Requirement: What you give back should match the records word for word.

[Start of Attachment]

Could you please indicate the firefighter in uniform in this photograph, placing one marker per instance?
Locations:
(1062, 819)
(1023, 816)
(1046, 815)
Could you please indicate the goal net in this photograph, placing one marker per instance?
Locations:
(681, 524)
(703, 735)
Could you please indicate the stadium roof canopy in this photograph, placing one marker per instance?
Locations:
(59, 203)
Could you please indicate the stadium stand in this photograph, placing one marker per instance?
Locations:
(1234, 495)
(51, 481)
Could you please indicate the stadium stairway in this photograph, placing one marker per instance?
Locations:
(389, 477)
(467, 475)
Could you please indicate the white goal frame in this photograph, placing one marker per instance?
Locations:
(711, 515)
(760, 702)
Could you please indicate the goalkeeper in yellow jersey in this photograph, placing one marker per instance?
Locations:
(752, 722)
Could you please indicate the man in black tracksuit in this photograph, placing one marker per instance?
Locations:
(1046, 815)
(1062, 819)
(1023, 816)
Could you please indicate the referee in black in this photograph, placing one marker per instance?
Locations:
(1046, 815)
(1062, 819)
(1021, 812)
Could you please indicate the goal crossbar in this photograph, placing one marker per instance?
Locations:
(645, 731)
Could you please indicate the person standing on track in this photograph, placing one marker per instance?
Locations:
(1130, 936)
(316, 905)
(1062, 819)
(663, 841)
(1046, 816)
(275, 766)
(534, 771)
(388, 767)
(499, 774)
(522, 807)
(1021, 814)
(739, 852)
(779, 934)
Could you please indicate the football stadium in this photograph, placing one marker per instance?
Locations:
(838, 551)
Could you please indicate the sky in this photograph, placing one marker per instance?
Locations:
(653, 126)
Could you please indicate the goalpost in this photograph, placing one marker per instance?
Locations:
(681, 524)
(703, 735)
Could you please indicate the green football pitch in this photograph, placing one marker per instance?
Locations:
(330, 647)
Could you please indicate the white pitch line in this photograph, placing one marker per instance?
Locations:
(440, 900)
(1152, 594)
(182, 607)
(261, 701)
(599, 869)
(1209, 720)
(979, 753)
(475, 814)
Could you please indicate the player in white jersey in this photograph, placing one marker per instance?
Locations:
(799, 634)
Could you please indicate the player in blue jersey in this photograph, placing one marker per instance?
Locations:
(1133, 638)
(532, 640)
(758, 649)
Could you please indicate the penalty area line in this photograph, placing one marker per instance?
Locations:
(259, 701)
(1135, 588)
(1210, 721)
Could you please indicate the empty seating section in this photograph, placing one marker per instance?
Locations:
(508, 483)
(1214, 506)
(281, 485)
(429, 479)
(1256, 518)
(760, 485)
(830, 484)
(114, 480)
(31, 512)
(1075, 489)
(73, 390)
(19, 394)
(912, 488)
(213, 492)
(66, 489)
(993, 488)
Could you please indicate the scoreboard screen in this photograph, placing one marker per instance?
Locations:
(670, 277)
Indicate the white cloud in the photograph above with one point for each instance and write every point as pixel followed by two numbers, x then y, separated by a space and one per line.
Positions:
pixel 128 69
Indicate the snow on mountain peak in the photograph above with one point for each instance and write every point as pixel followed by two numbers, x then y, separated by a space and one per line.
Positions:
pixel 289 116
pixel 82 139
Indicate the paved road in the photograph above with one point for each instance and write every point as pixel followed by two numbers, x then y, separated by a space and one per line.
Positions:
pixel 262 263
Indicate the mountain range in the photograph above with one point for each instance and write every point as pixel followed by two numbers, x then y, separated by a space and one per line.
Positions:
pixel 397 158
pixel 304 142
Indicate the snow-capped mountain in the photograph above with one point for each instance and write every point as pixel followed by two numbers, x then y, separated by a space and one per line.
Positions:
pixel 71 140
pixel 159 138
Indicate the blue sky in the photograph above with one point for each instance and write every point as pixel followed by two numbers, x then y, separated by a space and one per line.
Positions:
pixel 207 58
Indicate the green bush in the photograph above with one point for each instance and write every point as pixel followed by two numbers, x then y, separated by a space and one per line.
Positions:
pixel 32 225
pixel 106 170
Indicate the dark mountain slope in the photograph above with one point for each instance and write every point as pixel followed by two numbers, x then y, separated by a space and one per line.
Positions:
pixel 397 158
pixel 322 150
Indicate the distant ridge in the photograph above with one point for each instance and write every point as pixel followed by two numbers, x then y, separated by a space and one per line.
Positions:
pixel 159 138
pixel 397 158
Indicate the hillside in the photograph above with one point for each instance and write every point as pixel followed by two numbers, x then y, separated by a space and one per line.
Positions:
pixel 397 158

[End of Attachment]

Written solution:
Could you please indicate the firefighter in uniform in this photograph, placing one marker per instance?
Locations:
(1062, 819)
(1023, 816)
(1046, 815)
Could you please indicate the goal net in this photograph, placing one marker per instance?
Locations:
(681, 524)
(703, 735)
Could you please indicate the stadium roof canopy in this photograph, placing one marker per instance?
Locations:
(59, 203)
Could you please indicate the stadium stand in this photograph, placing one marker per instance?
Locations:
(1234, 495)
(51, 481)
Could you please indicate the stadium stairway in this photograph, placing one marker per instance?
Locations:
(389, 477)
(467, 475)
Could you please indicate the white goal frame in this photograph, placing one marker per instance?
Locations:
(711, 515)
(760, 702)
Could you please indicate the goalkeeper in yellow jersey in this photograph, placing one marker per instance?
Locations:
(752, 722)
Could you please indicate the man in black tracksuit in this photograph, placing one marker per instance?
Locations:
(1046, 815)
(1062, 819)
(1023, 816)
Could you please indicate the referee in black in this photograph, placing one marker per instance?
Locations:
(1046, 815)
(1062, 819)
(1021, 812)
Could you please indicate the goal crossbar in this photograph, placing one marker per instance?
Locations:
(645, 731)
Could you please indicate the person standing on track in this photograph, placing one marker per instance?
Locations:
(1130, 936)
(316, 905)
(1062, 819)
(663, 841)
(1046, 816)
(275, 766)
(534, 771)
(388, 767)
(499, 774)
(522, 807)
(1021, 814)
(739, 852)
(779, 934)
Could you please indicate the football stadium in this photograph, placing one marker per instance?
Locations:
(838, 551)
Could you please indicate the sky in this photograph, placing one marker per instance?
Locations:
(653, 126)
Could you please indicate the goalpost in this photograph, placing one marker per instance?
Locations:
(681, 524)
(703, 735)
Could you please indicate the green football pitch in this photograph, placing one marker per instance?
Locations:
(330, 647)
Could you please indicate the white pitch line in this photograph, placing one marker per instance?
Locations:
(440, 900)
(1152, 594)
(182, 607)
(261, 701)
(599, 869)
(1209, 720)
(979, 753)
(475, 814)
Could you please indicate the player in white jersey in this photograph, placing one marker per instance?
Locations:
(799, 634)
Could you please indicate the player in blue jersey in this photograph, placing one marker per instance?
Locations:
(1133, 638)
(532, 640)
(758, 649)
Could you please indicate the penalty area line in this photograph, placing one marker per instance?
Locations:
(259, 701)
(1135, 588)
(1210, 721)
Could you please indicate the empty seating section in this photograph, placing one marker per instance?
Locations:
(508, 483)
(1214, 506)
(281, 485)
(429, 479)
(1256, 518)
(760, 485)
(830, 484)
(114, 480)
(31, 512)
(1075, 489)
(73, 390)
(19, 394)
(912, 488)
(213, 492)
(66, 489)
(993, 488)
Could you please indicate the scoreboard screen in this photograph, placing one marker per instance?
Locations:
(670, 277)
Indicate the white cloud in the photograph above with one point for each instance and write every point as pixel followed by two numbers, x then y, separated by a space and one per line.
Positions:
pixel 128 69
Indicate the snow on mountain peak in the photograph above with one point for each instance and write every point as pixel followed by two numbers, x then y, separated by a space and one per line.
Positions:
pixel 289 116
pixel 82 139
Indicate the paved road in the photograph above with one point for each instance and write every point as pixel followed by two numbers, x then y, separated by a space and one per line.
Positions:
pixel 262 263
Indicate the mountain range in the photograph above with one point for each instance and write every point as pixel followed by two numbers, x then y, separated by a space and one per line.
Positions:
pixel 397 158
pixel 304 142
Indicate the snow-capped mountain in the photograph above with one point for each instance and write every point as pixel followed by two numbers, x then y, separated by a space and one per line.
Positions:
pixel 71 140
pixel 159 138
Indicate the blue sky in the photograph above with one point for each instance and write every point as pixel followed by two numbers, x then y, separated by a space and one per line.
Positions:
pixel 207 58
Indicate the green bush in the photograph above with one point for each instance and write every point as pixel followed by two numbers, x then y, separated by a space and one per line.
Positions:
pixel 32 225
pixel 106 170
Indicate the dark mountain slope in the photograph above with one point for each instance and write every point as pixel followed by two numbers, x then y, separated by a space and one per line.
Positions:
pixel 397 158
pixel 322 150
Indicate the distant ridge in the photograph above with one point for each instance and write every point as pixel followed by two numbers, x then y, separated by a space and one per line.
Positions:
pixel 159 138
pixel 397 158
Indicate the hillside in the photograph above with one point for each instance and write every point as pixel followed by two numbers, x then y, separated by a space and one per line.
Positions:
pixel 397 158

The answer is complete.